## begin Supplied information

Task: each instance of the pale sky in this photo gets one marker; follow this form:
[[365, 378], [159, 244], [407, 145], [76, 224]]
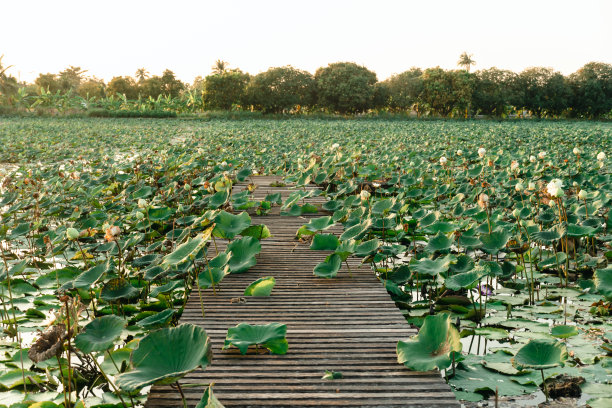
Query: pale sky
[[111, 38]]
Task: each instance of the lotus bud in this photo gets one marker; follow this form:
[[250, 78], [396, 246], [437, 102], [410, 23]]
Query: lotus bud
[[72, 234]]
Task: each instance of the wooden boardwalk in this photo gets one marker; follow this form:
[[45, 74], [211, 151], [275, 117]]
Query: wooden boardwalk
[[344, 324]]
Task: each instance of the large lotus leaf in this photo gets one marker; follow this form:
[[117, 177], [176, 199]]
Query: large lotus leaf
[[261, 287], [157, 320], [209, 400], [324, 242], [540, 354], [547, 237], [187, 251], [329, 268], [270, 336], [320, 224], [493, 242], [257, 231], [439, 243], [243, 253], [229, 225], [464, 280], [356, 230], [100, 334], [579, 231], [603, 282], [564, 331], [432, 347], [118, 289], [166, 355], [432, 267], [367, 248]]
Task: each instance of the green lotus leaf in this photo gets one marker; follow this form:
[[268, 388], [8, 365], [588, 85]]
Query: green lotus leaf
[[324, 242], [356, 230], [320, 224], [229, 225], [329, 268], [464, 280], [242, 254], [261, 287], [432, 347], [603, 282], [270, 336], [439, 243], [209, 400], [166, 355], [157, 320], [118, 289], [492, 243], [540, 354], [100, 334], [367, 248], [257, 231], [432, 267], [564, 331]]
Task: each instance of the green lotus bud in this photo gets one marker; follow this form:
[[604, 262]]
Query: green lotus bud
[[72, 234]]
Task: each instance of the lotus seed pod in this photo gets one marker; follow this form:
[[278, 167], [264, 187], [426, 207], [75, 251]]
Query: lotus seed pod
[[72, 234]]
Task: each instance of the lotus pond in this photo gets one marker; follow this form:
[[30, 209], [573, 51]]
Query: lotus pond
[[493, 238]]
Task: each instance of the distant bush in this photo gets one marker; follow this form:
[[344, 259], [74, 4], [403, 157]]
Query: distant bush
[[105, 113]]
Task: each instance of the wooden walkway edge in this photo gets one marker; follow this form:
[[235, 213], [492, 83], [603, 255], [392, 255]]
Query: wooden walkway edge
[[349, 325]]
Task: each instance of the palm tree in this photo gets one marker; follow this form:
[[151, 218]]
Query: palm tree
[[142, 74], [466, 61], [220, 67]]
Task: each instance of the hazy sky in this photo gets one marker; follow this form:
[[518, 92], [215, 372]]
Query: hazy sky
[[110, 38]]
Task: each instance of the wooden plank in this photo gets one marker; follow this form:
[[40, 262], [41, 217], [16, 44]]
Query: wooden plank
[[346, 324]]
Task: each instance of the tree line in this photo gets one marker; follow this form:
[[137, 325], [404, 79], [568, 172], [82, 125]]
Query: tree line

## end Supplied information

> Task details: Write out the material above again, swapping "photo" for "image" wherever it occurs and leaving everything else unchanged. Leave the pictures out of your answer.

> Answer to this problem:
Task: each instance of the pale sky in this image gets one marker; follow this form:
[[365, 378], [159, 244], [407, 145], [76, 224]]
Query: pale sky
[[111, 38]]
Task: each instance of the lotus bud in this image gets one marker; follow this form:
[[250, 78], [396, 246], [437, 102], [410, 23]]
Query: lotus bud
[[72, 234]]
Task: each instance of the wooden boardwalk in this image gets one marker; follow this form:
[[45, 74], [211, 151], [275, 117]]
Query: wooden boardwalk
[[344, 324]]
Task: each instance of the large lotus leaf in this image gets one marker; follow this form:
[[117, 177], [176, 199]]
Query: large lotus leaf
[[261, 287], [157, 320], [209, 400], [324, 242], [540, 354], [547, 237], [187, 251], [329, 268], [270, 336], [320, 224], [493, 242], [257, 231], [439, 243], [243, 253], [229, 225], [464, 280], [356, 230], [100, 334], [579, 231], [603, 282], [564, 331], [432, 347], [118, 289], [166, 355], [432, 267], [367, 248]]
Task: each instance of the green lotus leaf in this image gets one marker; follow this form:
[[268, 388], [8, 365], [588, 85]]
Query: green lotus leaf
[[324, 242], [356, 230], [320, 224], [229, 225], [329, 268], [464, 280], [242, 254], [261, 287], [432, 347], [603, 282], [270, 336], [439, 243], [209, 400], [166, 355], [157, 320], [118, 289], [492, 243], [540, 354], [100, 334], [367, 248], [257, 231], [432, 267], [564, 331]]
Task: each instance of the green lotus bud in this image gets one marker; follow this form:
[[604, 262]]
Query: green lotus bud
[[72, 234]]
Task: each instance of the lotus seed pod in this image gets one marker; follow this form:
[[278, 167], [264, 187], [426, 207], [75, 251]]
Query: lotus seed pod
[[72, 234]]
Task: each instance of the lotus pond in this image gets one marker; follow this form:
[[30, 209], [573, 51]]
Query: lotus pond
[[493, 238]]
Task: each instance of the distant bush in this image gets one marker; follow this form:
[[344, 259], [74, 4], [403, 157]]
Query: distant bush
[[105, 113]]
Task: each instance of the wooden walkway edge in this image gets one marker; follow this form:
[[235, 213], [492, 83], [603, 255], [392, 255]]
Query: wooden walkway edge
[[349, 325]]
Task: each instance of the palm tree in this image gets one marker; follow this form:
[[151, 218]]
Query: palm tree
[[142, 74], [466, 61], [220, 67]]
Task: each instance of the hazy sky in this image gets one marker; follow this form:
[[518, 92], [215, 372]]
Query: hazy sky
[[110, 38]]
Task: each instance of the wooden plank in this image gets one marker; follow this form:
[[40, 262], [41, 217], [16, 44]]
Query: wooden plank
[[346, 324]]
Task: each instance of the tree line in this image gets one marker; follow this form:
[[137, 325], [404, 79], [568, 172], [82, 125]]
Query: tree line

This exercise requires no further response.